Action item »
Find the line with "Phrase: black puffer jacket". Repeat it and each line after it, exactly, down to the end of the records below.

+++ Given data +++

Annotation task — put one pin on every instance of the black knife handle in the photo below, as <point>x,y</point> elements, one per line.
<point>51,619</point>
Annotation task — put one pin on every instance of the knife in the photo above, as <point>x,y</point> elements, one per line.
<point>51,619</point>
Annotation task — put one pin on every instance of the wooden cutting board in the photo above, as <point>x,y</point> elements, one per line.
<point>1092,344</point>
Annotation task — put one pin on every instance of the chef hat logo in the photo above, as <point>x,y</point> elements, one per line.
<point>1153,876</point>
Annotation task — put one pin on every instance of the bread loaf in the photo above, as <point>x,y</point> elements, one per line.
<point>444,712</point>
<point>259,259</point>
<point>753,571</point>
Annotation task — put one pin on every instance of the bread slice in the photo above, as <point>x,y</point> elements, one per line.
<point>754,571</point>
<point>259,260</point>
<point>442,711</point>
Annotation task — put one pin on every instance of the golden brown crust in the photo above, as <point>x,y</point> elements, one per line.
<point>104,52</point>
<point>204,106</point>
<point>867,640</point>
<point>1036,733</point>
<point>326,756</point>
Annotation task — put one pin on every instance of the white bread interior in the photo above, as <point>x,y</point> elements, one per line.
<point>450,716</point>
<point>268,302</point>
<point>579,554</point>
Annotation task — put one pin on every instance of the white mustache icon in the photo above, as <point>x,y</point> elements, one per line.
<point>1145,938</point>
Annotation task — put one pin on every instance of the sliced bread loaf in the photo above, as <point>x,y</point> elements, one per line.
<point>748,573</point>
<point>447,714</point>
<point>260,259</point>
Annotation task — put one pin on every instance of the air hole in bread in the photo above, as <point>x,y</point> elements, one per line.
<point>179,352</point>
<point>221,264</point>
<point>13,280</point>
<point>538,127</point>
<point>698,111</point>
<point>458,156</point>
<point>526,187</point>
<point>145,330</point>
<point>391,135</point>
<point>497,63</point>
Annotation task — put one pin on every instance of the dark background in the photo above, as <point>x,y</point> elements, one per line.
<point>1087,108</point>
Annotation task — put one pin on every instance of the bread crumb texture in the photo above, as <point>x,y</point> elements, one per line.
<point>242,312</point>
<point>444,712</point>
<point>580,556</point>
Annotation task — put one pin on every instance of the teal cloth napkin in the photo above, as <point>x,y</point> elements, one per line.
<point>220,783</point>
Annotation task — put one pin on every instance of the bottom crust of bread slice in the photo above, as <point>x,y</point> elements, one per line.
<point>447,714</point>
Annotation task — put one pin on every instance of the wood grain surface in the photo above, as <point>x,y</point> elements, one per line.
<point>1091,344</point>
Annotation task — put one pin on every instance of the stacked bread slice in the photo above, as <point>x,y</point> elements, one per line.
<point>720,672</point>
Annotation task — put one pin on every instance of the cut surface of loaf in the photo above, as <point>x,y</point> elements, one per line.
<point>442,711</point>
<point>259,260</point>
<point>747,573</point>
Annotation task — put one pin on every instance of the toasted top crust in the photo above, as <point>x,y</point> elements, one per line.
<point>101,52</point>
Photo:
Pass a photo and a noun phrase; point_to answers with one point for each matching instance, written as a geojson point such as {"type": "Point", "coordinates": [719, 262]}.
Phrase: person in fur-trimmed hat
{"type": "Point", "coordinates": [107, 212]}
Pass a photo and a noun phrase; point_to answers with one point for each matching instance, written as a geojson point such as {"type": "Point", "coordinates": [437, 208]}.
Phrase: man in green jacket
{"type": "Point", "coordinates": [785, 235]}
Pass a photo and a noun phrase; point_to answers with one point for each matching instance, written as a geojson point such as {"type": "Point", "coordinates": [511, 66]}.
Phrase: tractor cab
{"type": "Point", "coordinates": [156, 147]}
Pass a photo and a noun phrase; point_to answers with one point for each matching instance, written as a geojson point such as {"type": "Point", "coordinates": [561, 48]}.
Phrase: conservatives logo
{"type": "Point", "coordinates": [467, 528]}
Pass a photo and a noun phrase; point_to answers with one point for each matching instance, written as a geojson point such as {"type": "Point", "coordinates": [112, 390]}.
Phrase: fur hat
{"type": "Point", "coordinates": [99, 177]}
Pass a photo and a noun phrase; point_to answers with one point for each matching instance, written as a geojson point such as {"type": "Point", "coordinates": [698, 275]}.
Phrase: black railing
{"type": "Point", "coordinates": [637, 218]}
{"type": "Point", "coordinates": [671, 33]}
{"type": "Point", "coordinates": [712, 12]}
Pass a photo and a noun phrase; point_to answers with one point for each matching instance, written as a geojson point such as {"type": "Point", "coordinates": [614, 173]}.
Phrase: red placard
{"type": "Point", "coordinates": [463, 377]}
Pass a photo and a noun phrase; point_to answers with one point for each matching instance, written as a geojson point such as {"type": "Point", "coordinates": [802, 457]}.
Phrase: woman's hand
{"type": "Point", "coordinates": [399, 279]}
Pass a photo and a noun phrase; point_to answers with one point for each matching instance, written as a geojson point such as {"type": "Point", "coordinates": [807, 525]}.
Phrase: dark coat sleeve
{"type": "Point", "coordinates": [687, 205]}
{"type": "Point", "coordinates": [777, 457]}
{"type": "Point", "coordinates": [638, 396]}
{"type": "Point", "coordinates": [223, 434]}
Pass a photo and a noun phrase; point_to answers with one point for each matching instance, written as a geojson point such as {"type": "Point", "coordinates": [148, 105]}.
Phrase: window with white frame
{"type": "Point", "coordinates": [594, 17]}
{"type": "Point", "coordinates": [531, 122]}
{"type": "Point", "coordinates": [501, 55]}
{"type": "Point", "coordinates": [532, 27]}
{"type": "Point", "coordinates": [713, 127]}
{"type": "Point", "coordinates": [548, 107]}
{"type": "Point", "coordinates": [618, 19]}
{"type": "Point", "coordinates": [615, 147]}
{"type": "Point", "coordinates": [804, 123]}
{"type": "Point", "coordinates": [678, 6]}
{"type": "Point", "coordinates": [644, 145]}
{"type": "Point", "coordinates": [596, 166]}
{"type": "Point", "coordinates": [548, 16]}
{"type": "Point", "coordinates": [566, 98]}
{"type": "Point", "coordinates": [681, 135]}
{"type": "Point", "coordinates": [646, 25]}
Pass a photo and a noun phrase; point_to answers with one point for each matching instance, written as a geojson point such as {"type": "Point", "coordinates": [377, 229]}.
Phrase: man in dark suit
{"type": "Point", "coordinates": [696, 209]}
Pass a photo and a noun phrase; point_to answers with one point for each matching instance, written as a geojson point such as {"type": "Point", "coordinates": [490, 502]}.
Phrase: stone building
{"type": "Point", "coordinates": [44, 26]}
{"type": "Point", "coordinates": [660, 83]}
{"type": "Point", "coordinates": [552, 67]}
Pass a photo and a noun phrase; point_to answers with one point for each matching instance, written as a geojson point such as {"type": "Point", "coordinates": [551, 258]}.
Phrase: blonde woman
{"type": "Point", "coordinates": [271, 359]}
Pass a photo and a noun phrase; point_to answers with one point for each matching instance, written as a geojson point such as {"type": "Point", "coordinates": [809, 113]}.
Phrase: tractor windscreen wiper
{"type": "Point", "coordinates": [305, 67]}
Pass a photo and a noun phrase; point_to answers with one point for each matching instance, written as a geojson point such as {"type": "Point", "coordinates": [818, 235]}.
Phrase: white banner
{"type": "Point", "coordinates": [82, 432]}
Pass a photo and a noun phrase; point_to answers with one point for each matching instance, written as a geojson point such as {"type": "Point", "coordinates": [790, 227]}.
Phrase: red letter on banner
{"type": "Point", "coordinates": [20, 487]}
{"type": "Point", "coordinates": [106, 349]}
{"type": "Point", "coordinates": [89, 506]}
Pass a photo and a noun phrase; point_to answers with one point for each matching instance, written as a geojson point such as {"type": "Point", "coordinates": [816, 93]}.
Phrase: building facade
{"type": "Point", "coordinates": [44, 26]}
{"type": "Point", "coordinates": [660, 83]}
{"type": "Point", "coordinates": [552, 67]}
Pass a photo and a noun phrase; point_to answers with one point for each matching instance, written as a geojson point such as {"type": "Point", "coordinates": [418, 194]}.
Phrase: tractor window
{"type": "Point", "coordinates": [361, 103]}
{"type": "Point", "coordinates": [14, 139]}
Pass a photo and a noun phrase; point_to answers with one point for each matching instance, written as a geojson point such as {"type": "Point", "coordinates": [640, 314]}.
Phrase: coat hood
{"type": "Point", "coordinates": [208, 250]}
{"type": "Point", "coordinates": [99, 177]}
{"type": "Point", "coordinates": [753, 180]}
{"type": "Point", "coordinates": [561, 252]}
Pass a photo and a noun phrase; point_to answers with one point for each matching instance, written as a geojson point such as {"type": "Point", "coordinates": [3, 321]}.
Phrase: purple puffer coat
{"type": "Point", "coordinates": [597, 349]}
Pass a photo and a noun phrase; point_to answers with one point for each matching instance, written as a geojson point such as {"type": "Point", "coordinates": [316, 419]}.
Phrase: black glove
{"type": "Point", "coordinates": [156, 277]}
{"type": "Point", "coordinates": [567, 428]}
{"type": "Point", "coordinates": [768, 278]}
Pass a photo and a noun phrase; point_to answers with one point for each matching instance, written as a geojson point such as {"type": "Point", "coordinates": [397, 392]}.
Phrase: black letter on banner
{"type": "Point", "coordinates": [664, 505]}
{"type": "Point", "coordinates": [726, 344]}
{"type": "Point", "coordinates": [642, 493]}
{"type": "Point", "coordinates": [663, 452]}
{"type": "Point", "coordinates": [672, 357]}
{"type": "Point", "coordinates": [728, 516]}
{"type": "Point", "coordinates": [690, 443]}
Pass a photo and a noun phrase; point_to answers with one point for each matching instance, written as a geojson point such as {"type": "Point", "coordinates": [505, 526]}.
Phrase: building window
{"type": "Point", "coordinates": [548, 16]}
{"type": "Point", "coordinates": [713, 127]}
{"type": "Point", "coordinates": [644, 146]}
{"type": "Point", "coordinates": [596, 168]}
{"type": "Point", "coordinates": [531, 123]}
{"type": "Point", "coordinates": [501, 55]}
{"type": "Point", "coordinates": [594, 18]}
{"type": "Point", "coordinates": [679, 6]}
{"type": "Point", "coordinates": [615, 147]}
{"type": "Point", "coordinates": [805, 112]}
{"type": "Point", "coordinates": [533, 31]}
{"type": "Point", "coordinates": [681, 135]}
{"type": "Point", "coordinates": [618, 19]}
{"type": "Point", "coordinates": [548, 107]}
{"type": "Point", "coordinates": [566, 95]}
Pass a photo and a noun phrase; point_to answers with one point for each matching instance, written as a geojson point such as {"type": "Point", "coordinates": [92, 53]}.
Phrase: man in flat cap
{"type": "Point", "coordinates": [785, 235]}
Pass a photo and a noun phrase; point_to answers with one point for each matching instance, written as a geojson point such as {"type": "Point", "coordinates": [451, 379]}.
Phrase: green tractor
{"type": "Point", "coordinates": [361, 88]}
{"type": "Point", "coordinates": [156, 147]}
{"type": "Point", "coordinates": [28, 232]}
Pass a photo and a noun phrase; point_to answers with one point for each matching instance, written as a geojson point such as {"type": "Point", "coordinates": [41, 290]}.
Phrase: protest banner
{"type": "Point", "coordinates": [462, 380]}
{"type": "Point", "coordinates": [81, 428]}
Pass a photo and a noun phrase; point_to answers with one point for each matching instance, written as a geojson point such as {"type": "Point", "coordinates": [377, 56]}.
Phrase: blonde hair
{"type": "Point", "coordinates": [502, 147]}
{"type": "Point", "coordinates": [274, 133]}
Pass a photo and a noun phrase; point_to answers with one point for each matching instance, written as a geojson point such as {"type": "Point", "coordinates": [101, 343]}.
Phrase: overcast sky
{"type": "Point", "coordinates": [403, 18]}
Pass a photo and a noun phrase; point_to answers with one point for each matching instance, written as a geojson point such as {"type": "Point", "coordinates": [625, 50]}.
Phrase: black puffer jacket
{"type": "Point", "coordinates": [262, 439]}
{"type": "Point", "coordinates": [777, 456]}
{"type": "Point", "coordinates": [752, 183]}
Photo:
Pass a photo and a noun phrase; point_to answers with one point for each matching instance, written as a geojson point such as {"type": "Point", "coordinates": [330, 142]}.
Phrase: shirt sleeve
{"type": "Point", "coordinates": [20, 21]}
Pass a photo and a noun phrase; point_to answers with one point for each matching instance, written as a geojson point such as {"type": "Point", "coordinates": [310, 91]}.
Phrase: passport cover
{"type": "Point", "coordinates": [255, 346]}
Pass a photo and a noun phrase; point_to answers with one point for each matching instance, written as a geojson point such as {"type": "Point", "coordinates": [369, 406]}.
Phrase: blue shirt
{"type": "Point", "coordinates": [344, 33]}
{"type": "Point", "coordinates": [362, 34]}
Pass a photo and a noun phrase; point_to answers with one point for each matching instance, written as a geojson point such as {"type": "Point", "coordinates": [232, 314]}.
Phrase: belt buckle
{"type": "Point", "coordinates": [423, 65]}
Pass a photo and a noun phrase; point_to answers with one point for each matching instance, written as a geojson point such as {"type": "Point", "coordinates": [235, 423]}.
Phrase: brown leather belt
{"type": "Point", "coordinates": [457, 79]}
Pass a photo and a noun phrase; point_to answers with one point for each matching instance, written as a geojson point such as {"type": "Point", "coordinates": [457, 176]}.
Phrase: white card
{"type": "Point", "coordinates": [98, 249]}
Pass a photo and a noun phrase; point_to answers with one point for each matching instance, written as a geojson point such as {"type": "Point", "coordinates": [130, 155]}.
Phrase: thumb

+++

Output for this exercise »
Phrase: black puffer jacket
{"type": "Point", "coordinates": [262, 439]}
{"type": "Point", "coordinates": [777, 456]}
{"type": "Point", "coordinates": [752, 183]}
Photo:
Pass a photo and a noun phrase; point_to answers with one point for each matching instance, written as a geojson point such as {"type": "Point", "coordinates": [330, 142]}.
Phrase: shirt sleeve
{"type": "Point", "coordinates": [20, 21]}
Pass a photo and a noun phrase; point_to answers with one point for each matching instance, written as a geojson point such as {"type": "Point", "coordinates": [310, 91]}.
Phrase: passport cover
{"type": "Point", "coordinates": [255, 346]}
Pass a photo and a noun phrase; point_to answers with one point for each matching instance, written as a geojson point such as {"type": "Point", "coordinates": [369, 406]}.
Phrase: blue shirt
{"type": "Point", "coordinates": [344, 33]}
{"type": "Point", "coordinates": [362, 34]}
Pass a photo and a noun phrase; point_to answers with one point for each matching instance, written as a geojson point such as {"type": "Point", "coordinates": [232, 314]}.
Phrase: belt buckle
{"type": "Point", "coordinates": [423, 65]}
Pass a photo and a noun phrase; point_to answers with one point for each matching instance, written as a geojson point such as {"type": "Point", "coordinates": [235, 423]}.
Phrase: brown leather belt
{"type": "Point", "coordinates": [457, 79]}
Pass a photo and a noun phrase; point_to answers with one point for each matching instance, written as a geojson point such as {"type": "Point", "coordinates": [457, 176]}.
Phrase: white card
{"type": "Point", "coordinates": [98, 249]}
Pass a photo and a noun phrase; point_to answers with one point for each matching instance, written as a geojson point such as {"type": "Point", "coordinates": [130, 155]}.
Phrase: thumb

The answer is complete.